EJERCICIOS PROPUESTOS:
A) Indica si cada afirmación concuerda con el artículo sobre el pianista Ángel Rodríguez. Responde sí o no y cita textualmente las palabras del artículo que lo deciden.
(i) El piano que se toca esa noche es un Steinway de 1908.
(ii) Después de tocar con la Ópera de Cuba, el pianista volvió a la isla.
(iii) Rodríguez y Camarena dieron su primer concierto en el Palacio de Bellas Artes en 2004.
B) Según el artículo sobre el pianista Ángel Rodríguez, ¿en qué teatro se da la tercera llamada?
C) Extrae del artículo sobre el pianista Ángel Rodríguez el fragmento que comienza con las palabras "Hace 26 años" y termina con "Siglo de Torreón.".

La soledad de un Steinway de 1908 es invadida por murmullos. Sobre su madera cae la luz. El piano no está en sus mejores condiciones, pero su reciente afinación pretende que esta noche dé lo mejor de sí. Se da la tercera llamada en el Teatro Nazas. El aplauso del público rompe el silencio.
Hace 26 años un joven pianista llegó a México para tocar con la Ópera de Cuba. Decidió quedarse y no regresar a la isla, hacer carrera y darle a su familia la vida que hasta entonces no había tenido. Ángel Rodríguez se responsabilizó de sus decisiones y confió en sí mismo; el maestro Enrique Jaso apostó por su talento. En 2004 conoció al tenor Javier Camarena, seis años después ambos ofrecieron su primer concierto en el Palacio de Bellas Artes. Desde entonces esa amistad recorre el mundo y hoy visita La Laguna para inaugurar los festejos por el centenario de El Siglo de Torreón.

DATOS PROPORCIONADOS:
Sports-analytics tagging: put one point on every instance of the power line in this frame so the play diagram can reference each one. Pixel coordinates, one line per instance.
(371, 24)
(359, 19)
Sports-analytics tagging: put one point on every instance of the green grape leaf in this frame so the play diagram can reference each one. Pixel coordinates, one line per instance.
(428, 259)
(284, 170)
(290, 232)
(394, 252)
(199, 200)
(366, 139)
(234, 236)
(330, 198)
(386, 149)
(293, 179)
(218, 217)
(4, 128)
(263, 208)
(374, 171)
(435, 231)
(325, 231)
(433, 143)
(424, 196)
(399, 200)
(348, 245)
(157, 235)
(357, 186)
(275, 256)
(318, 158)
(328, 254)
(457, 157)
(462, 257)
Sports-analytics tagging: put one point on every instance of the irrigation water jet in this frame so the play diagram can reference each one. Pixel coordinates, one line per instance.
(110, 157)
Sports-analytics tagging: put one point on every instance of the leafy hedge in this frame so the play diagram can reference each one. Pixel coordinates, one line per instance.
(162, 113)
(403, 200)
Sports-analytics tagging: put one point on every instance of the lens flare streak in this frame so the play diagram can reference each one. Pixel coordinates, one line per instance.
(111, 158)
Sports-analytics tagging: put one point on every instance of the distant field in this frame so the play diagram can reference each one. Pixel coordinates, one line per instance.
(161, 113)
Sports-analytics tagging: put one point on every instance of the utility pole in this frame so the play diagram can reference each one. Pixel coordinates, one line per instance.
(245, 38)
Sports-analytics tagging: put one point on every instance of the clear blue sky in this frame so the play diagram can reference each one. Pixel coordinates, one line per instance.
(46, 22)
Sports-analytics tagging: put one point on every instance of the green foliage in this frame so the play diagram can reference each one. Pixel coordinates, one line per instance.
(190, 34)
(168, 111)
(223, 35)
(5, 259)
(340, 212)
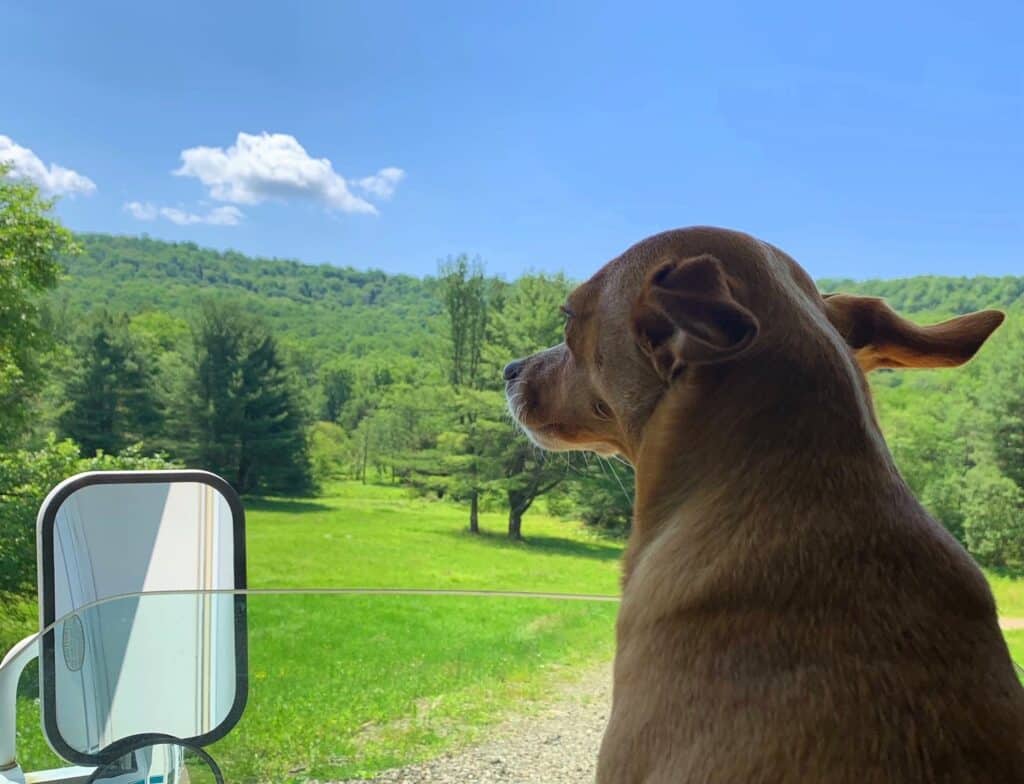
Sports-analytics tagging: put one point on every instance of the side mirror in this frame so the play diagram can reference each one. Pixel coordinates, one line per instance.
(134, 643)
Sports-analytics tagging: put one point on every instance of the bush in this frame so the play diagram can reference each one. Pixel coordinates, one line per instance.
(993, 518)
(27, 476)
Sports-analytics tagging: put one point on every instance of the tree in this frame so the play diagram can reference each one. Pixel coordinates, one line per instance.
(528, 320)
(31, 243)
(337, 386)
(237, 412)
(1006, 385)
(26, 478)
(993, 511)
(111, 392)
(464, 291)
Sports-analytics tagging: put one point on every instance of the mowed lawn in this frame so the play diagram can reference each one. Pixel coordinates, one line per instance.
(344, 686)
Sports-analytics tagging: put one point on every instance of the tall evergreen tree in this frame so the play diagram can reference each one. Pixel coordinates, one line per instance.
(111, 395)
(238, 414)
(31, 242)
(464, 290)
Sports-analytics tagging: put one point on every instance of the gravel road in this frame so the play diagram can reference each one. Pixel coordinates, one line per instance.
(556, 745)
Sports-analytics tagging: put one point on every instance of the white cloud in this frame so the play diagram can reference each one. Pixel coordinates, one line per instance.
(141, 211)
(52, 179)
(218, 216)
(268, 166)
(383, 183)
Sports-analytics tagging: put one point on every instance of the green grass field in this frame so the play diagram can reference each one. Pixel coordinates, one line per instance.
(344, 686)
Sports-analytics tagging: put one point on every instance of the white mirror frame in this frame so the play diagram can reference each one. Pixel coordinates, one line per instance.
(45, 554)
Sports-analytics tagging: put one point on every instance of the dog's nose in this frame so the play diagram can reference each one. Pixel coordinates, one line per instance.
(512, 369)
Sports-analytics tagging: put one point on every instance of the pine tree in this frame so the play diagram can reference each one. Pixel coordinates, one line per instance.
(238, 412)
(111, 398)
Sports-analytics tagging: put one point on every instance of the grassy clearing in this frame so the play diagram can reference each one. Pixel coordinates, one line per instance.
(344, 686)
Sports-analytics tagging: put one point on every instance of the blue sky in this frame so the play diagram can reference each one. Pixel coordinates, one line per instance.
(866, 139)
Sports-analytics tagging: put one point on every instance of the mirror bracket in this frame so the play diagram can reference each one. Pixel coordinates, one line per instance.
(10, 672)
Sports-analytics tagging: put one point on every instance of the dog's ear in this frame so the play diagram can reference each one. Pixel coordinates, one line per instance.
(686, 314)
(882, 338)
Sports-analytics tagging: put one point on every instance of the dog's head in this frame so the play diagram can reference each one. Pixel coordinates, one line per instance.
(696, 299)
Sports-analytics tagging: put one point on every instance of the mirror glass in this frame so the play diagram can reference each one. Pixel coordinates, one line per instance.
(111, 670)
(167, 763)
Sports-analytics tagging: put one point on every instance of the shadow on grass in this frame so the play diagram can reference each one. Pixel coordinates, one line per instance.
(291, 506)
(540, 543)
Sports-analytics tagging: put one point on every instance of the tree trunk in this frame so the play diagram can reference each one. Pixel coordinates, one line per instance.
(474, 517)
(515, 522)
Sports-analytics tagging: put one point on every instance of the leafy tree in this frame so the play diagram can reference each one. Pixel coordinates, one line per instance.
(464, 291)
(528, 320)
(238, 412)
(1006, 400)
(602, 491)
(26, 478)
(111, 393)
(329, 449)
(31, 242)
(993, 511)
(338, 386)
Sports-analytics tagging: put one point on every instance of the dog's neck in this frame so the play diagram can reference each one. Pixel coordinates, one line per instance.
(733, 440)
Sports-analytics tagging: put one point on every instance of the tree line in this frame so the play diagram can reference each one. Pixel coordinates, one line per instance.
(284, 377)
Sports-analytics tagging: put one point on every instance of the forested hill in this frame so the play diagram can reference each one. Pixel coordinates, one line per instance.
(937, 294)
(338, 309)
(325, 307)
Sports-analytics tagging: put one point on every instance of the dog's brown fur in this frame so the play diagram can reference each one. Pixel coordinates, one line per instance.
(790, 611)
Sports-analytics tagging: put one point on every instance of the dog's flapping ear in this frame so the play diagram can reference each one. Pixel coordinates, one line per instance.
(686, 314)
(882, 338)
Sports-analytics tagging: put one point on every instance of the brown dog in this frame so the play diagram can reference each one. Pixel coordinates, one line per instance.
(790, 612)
* * *
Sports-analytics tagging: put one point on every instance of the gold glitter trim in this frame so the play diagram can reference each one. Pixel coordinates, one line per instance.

RESPUESTAS POR EJERCICIO:
A)
(i) Sí: "La soledad de un Steinway de 1908 es invadida por murmullos."
(ii) No: "Decidió quedarse y no regresar a la isla".
(iii) No: "En 2004 conoció al tenor Javier Camarena, seis años después ambos ofrecieron su primer concierto en el Palacio de Bellas Artes."

B) En el Teatro Nazas.

C)
Hace 26 años un joven pianista llegó a México para tocar con la Ópera de Cuba. Decidió quedarse y no regresar a la isla, hacer carrera y darle a su familia la vida que hasta entonces no había tenido. Ángel Rodríguez se responsabilizó de sus decisiones y confió en sí mismo; el maestro Enrique Jaso apostó por su talento. En 2004 conoció al tenor Javier Camarena, seis años después ambos ofrecieron su primer concierto en el Palacio de Bellas Artes. Desde entonces esa amistad recorre el mundo y hoy visita La Laguna para inaugurar los festejos por el centenario de El Siglo de Torreón.